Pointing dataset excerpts
+++

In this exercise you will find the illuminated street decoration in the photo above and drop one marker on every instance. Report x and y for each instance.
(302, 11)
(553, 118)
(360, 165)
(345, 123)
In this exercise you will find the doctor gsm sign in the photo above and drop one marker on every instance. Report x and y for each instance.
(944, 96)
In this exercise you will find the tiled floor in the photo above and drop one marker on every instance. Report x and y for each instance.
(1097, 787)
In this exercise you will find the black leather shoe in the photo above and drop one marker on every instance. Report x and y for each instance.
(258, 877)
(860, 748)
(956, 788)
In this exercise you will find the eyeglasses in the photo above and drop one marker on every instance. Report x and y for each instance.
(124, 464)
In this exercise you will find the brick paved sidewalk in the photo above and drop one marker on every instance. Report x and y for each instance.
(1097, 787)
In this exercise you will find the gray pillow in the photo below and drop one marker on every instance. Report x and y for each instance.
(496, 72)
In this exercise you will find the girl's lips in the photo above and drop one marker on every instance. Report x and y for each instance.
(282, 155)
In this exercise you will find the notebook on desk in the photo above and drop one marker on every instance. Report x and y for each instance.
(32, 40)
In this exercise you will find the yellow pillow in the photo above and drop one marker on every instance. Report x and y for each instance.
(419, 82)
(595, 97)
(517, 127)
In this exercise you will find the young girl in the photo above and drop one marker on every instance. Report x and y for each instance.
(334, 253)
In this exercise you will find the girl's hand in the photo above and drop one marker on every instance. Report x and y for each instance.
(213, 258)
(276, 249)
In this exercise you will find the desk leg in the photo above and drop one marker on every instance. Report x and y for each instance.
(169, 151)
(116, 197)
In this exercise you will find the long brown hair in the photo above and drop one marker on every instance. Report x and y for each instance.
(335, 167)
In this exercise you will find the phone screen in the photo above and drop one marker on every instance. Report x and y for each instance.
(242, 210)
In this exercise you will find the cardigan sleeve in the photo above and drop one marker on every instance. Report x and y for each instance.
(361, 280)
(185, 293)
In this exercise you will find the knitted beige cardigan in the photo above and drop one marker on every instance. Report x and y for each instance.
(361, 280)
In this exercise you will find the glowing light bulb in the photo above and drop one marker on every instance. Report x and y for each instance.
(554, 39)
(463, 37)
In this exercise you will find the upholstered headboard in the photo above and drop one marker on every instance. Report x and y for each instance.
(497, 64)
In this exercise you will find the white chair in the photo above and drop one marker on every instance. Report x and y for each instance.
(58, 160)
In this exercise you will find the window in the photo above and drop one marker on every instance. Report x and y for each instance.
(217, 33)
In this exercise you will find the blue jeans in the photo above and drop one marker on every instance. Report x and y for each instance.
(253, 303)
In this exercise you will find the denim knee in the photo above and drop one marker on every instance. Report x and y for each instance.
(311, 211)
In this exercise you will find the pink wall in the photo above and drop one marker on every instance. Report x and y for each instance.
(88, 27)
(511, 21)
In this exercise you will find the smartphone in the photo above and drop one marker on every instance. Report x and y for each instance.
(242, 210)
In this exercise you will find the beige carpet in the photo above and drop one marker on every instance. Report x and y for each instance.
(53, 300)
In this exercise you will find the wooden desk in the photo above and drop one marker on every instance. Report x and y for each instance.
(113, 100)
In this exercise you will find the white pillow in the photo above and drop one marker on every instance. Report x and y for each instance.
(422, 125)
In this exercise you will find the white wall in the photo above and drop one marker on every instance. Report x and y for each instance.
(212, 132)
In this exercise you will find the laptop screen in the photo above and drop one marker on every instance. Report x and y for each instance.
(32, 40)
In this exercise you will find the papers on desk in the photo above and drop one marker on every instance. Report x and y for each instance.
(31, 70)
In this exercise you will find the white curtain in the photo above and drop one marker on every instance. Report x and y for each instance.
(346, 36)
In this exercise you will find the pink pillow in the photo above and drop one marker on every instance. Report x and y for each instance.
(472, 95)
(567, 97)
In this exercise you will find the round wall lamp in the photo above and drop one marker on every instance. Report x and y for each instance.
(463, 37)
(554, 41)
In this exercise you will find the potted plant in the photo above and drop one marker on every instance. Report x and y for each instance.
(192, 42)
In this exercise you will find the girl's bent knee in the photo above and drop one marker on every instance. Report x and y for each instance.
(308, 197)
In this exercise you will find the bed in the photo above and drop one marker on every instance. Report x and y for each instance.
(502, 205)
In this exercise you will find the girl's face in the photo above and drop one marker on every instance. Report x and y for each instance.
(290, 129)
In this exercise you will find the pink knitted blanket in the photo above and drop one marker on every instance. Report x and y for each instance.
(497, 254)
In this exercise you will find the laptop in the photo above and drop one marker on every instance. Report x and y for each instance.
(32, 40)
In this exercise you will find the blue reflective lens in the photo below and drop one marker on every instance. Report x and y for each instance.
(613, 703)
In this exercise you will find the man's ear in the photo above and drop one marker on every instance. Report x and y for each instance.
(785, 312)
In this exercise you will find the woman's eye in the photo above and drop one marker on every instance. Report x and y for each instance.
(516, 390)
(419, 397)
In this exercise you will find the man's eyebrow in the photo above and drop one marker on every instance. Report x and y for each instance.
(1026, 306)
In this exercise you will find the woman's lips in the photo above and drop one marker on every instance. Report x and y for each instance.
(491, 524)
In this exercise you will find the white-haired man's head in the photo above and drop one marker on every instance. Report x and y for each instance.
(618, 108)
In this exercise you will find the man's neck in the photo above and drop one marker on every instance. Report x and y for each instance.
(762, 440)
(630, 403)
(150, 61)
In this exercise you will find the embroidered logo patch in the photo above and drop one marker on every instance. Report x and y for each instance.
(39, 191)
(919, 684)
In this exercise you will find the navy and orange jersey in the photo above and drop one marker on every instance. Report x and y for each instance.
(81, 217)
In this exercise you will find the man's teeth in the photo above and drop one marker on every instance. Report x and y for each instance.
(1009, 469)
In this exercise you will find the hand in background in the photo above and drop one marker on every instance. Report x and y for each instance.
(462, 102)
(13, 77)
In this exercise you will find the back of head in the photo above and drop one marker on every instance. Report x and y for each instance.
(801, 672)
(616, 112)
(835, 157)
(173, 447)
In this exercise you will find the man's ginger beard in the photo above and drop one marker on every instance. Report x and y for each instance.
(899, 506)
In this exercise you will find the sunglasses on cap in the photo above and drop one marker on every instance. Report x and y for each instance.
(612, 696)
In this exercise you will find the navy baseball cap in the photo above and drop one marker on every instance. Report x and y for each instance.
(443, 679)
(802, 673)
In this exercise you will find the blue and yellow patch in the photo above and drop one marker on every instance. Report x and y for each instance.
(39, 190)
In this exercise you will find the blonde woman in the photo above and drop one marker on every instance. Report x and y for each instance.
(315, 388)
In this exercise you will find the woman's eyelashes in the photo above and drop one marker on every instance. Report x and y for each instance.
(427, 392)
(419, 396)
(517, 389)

+++

Exercise brief: Extract, verbatim, the lines from the one containing "In this exercise you will find the blue and" through the last line of the listing above.

Result of the exercise:
In this exercise you will find the blue and yellow patch in the photo above and drop one marker on every instance. Report x and y for each instance.
(39, 190)
In this exercise you will find the blonde woman in the photo above and drop one marker on every instance. Report x and y for each instance.
(315, 388)
In this exercise you will find the woman's eyelashes in the photo above and drop one marker on every instance. Report x and y for each instance.
(427, 392)
(419, 396)
(517, 389)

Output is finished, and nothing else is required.